*PROBLEM DETAILS*
Can you copy every line of the records below word for word, leaving the pictures out?

*RECORDS PROVIDED*
— BEGIN —

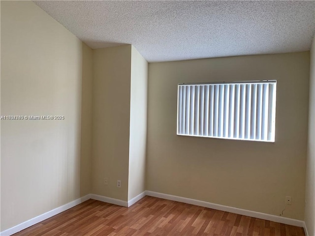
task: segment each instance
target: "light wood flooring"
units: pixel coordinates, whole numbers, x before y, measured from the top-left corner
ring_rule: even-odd
[[[90,199],[13,235],[305,235],[300,227],[146,196],[129,208]]]

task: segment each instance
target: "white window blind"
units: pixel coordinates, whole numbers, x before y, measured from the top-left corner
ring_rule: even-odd
[[[177,134],[275,142],[277,81],[179,84]]]

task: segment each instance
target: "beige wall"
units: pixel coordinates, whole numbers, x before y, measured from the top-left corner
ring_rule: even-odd
[[[93,51],[92,193],[123,201],[128,200],[131,54],[131,45]]]
[[[1,121],[2,231],[80,197],[82,76],[92,74],[90,49],[31,1],[1,1],[1,115],[65,117]]]
[[[309,136],[304,219],[310,236],[315,235],[315,37],[311,48],[310,64]]]
[[[128,200],[145,190],[148,62],[134,47],[130,93]]]
[[[308,52],[151,63],[147,189],[303,220]],[[176,135],[177,84],[277,80],[276,142]]]
[[[93,51],[82,43],[82,82],[81,113],[80,196],[91,193],[92,158],[92,94]]]

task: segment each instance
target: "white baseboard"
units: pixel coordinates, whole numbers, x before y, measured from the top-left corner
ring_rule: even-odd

— END —

*OUTPUT FOR THIS TASK*
task: segment each instance
target: "light wood flooring"
units: pixel coordinates, whole numbers, x before y, measured from the top-left corner
ring_rule: even-odd
[[[90,199],[13,235],[305,235],[300,227],[146,196],[129,208]]]

task: segment each instance
target: "white window blind"
units: pixel coordinates, whole numbers, x before y, measured from the top-left corner
ring_rule: even-odd
[[[177,134],[275,142],[277,81],[179,84]]]

task: segment each instance
target: "beige wall"
units: pixel coordinates, whole numbers, x before y, measured from the top-left corner
ring_rule: even-odd
[[[93,51],[92,193],[123,201],[128,200],[131,54],[131,45]]]
[[[1,121],[2,231],[80,197],[82,76],[92,74],[90,49],[31,1],[1,1],[1,115],[65,117]]]
[[[309,136],[304,219],[310,236],[315,235],[315,37],[311,48],[310,64]]]
[[[128,200],[145,190],[148,62],[134,47],[130,93]]]
[[[308,52],[151,63],[147,189],[303,220]],[[176,135],[177,84],[277,80],[276,142]]]
[[[93,51],[82,43],[82,82],[81,113],[80,196],[91,193],[92,158],[92,94]]]

task: segment each instance
target: "white baseboard"
units: pixel coordinates, whole numbers, x before y, measured from the top-left corner
ring_rule: even-odd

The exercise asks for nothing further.